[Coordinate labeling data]
>> begin

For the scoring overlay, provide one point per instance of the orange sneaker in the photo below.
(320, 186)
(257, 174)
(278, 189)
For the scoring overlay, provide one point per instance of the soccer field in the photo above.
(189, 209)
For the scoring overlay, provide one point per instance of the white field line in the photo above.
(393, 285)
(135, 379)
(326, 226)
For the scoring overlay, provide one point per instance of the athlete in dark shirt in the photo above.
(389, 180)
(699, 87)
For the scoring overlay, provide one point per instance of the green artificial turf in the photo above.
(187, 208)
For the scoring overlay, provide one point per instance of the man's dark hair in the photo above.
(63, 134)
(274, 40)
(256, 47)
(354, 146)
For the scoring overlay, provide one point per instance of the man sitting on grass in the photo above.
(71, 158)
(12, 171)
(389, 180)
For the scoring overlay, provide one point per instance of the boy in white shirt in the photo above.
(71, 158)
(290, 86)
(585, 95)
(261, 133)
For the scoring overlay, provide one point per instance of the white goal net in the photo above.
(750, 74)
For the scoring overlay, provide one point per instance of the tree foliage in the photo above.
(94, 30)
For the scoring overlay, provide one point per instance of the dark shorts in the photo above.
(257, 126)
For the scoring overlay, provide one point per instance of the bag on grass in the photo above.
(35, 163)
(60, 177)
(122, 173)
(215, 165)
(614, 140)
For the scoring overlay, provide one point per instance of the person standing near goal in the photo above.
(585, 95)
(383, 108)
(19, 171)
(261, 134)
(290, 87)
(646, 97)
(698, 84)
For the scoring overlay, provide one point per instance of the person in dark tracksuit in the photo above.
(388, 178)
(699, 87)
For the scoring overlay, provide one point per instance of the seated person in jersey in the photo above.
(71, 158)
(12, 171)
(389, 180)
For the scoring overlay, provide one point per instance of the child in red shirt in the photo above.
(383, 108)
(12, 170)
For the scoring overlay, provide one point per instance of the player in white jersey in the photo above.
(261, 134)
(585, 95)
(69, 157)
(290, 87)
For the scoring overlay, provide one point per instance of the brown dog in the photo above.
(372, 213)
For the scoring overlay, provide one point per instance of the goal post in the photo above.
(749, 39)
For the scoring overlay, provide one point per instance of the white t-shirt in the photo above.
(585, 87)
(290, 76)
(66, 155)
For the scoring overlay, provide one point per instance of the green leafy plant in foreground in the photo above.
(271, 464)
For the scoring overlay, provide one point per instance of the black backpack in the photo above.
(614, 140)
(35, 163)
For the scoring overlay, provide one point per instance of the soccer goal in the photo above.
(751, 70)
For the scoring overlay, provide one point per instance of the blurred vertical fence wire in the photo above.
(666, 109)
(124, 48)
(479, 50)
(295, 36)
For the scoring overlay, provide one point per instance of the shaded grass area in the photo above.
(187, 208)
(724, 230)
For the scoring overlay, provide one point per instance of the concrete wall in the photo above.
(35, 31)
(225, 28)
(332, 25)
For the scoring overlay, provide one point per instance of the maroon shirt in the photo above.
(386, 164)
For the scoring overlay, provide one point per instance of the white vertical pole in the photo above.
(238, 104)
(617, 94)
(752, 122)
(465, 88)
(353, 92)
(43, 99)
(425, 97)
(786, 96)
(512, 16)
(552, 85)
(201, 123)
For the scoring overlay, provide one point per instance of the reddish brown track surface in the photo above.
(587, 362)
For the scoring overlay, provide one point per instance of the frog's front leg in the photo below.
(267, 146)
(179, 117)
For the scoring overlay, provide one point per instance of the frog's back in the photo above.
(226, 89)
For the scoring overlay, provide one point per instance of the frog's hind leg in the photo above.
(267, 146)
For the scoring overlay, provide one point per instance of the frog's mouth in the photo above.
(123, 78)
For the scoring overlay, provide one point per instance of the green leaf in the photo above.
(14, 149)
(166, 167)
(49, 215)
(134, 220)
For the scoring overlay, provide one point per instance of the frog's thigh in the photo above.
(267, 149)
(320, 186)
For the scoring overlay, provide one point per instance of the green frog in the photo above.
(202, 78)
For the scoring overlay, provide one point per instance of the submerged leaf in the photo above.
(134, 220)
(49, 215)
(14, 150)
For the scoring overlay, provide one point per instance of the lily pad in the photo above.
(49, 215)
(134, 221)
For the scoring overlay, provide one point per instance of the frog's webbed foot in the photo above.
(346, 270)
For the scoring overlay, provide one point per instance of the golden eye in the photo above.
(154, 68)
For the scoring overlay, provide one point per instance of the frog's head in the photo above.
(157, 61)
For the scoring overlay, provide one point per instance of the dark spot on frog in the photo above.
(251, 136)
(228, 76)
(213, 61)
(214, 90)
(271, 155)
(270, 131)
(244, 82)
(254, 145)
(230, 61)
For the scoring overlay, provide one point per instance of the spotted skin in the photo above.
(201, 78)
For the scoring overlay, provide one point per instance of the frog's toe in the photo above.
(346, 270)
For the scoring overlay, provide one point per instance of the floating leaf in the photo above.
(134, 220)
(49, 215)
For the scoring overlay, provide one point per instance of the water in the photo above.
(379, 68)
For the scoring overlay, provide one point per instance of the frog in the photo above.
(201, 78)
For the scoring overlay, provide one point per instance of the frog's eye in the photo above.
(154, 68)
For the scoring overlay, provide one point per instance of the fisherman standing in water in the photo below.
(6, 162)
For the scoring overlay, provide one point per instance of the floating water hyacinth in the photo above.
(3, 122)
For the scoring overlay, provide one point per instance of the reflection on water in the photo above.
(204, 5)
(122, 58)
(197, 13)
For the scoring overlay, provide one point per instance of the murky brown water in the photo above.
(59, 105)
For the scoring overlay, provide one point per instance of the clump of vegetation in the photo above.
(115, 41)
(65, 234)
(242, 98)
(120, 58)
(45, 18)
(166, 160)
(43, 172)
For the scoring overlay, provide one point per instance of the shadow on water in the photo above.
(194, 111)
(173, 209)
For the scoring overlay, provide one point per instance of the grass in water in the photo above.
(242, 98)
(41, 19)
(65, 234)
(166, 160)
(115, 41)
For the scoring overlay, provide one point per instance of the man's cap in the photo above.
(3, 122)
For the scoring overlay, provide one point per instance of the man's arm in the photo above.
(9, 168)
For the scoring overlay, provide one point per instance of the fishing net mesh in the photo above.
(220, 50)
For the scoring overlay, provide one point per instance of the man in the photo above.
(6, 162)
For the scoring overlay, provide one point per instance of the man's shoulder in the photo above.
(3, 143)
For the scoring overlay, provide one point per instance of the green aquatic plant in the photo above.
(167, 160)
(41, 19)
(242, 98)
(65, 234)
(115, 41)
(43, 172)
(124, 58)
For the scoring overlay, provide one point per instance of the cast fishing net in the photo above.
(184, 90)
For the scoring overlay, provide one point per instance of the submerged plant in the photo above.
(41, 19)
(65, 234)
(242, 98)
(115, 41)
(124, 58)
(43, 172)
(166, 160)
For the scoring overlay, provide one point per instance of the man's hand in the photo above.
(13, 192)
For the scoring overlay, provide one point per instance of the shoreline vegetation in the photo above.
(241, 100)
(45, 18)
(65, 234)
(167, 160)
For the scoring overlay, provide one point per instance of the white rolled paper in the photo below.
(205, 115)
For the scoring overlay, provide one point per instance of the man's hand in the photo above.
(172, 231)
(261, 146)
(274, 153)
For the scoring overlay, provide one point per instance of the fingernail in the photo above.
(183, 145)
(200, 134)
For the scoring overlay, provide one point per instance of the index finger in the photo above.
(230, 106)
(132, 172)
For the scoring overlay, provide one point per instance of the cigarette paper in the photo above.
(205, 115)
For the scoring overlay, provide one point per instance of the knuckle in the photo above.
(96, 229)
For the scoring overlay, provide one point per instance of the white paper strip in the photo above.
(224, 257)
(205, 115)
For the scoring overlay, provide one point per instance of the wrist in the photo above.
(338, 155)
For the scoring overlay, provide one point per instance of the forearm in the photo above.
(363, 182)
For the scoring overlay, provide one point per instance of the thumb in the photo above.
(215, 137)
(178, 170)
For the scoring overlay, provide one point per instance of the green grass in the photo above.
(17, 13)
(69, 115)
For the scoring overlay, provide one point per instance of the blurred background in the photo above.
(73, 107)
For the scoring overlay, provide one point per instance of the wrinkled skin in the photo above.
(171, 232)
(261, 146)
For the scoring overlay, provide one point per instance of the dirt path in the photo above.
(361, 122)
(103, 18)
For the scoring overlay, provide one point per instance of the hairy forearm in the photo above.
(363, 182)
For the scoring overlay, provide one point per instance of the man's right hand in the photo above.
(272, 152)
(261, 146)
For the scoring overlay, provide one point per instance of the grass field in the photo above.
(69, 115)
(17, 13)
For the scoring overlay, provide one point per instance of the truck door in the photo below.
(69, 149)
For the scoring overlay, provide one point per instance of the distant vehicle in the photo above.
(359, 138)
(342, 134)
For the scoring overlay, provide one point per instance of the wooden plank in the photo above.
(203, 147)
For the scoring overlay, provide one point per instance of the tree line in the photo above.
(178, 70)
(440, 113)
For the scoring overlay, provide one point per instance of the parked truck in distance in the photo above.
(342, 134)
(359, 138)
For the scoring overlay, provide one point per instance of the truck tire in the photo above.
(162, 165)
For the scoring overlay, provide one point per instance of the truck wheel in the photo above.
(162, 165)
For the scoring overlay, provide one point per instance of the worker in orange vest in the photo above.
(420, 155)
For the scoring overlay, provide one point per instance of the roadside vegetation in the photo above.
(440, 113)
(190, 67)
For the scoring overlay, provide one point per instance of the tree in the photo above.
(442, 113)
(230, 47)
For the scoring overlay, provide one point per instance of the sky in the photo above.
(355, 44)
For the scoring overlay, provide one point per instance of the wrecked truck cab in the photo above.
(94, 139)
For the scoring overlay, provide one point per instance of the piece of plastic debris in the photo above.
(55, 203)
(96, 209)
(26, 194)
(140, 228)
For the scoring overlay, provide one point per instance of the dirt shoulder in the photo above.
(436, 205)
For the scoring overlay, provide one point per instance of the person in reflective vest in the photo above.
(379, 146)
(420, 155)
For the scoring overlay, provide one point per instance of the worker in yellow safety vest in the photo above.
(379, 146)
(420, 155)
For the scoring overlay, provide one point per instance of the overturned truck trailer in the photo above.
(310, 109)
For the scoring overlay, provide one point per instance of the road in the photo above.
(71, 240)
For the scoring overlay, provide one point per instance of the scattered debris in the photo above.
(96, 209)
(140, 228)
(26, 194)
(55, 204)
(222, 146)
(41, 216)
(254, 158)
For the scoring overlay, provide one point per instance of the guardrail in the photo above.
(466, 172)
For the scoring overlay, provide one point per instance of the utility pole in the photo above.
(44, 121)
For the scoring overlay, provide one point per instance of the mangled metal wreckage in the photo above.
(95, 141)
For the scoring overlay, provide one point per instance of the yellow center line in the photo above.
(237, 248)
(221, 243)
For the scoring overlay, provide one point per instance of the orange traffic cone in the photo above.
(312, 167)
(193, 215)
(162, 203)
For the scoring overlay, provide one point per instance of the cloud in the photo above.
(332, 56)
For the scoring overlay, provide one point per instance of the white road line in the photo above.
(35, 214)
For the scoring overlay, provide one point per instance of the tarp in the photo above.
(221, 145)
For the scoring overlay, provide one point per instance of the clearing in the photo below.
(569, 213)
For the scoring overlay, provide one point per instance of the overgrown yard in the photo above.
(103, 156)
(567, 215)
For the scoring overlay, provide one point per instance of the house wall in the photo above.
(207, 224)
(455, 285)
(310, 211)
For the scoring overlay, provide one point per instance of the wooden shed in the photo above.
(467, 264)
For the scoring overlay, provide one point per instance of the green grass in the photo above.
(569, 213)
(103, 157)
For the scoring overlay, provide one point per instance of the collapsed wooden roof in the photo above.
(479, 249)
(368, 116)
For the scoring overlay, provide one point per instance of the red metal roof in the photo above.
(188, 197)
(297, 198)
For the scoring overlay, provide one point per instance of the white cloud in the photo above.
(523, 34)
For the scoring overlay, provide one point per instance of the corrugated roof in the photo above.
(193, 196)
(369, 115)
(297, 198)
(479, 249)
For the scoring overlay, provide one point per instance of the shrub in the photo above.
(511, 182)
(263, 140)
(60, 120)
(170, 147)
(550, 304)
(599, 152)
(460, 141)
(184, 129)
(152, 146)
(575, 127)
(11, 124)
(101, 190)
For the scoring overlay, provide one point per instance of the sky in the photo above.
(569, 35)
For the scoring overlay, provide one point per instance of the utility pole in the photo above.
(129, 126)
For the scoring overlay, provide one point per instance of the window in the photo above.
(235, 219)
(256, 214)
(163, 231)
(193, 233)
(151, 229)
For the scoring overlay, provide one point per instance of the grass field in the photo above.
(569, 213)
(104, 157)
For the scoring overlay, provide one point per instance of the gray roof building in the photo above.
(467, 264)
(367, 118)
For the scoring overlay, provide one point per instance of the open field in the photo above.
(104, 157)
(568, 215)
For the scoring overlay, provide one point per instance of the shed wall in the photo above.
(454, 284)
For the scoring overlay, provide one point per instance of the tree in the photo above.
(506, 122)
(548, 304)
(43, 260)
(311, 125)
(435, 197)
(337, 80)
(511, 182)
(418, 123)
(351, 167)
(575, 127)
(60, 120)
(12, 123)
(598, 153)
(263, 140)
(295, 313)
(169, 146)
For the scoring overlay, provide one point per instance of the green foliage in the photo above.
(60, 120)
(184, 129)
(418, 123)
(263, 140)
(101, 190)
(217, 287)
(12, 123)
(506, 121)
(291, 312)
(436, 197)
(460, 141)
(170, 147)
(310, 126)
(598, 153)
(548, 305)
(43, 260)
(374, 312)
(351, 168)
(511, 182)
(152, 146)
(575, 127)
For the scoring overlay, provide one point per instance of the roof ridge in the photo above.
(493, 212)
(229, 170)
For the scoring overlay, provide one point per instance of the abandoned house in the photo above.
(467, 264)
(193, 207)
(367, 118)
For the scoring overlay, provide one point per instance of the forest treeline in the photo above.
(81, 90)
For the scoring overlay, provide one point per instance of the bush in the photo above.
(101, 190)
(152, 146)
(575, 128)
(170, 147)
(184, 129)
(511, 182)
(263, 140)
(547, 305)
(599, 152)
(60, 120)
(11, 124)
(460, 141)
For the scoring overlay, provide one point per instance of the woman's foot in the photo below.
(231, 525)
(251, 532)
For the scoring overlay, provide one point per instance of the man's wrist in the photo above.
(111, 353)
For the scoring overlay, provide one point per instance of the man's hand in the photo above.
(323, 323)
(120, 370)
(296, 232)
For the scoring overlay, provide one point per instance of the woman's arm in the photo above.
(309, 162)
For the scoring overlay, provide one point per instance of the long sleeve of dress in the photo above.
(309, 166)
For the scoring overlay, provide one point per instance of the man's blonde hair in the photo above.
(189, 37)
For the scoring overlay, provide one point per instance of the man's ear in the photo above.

>> end

WRITTEN INSTRUCTION -> Exactly repeat the lines from the line that contains "ridge in the photo above." to the end of the entries, both included, and leave out all other lines.

RESPONSE ->
For the scoring overlay, provide one point per instance of the roof ridge in the photo above.
(493, 212)
(229, 170)
For the scoring overlay, provide one point per instance of the abandoned house in the photo above.
(467, 264)
(193, 207)
(367, 118)
For the scoring overlay, provide one point per instance of the forest treeline in the photo above.
(81, 90)
For the scoring overlay, provide one point per instance of the bush in the photo above.
(101, 190)
(152, 146)
(575, 128)
(170, 147)
(184, 129)
(511, 182)
(263, 140)
(547, 305)
(599, 152)
(60, 120)
(11, 124)
(460, 141)
For the scoring overlay, provide one point per instance of the woman's foot in the photo below.
(231, 525)
(251, 532)
For the scoring overlay, provide one point per instance of the man's wrist in the photo above.
(111, 353)
For the scoring overlay, provide one point per instance of the man's hand in the photo above.
(323, 323)
(120, 370)
(296, 232)
For the scoring overlay, provide one point per instance of the woman's arm in the photo above.
(309, 162)
For the scoring overlay, provide one point per instance of the long sleeve of dress in the photo above.
(309, 166)
For the scoring overlay, provide one point per instance of the man's blonde hair in the photo above.
(189, 37)
For the scoring overlay, provide one point per instance of the man's ear in the photo above.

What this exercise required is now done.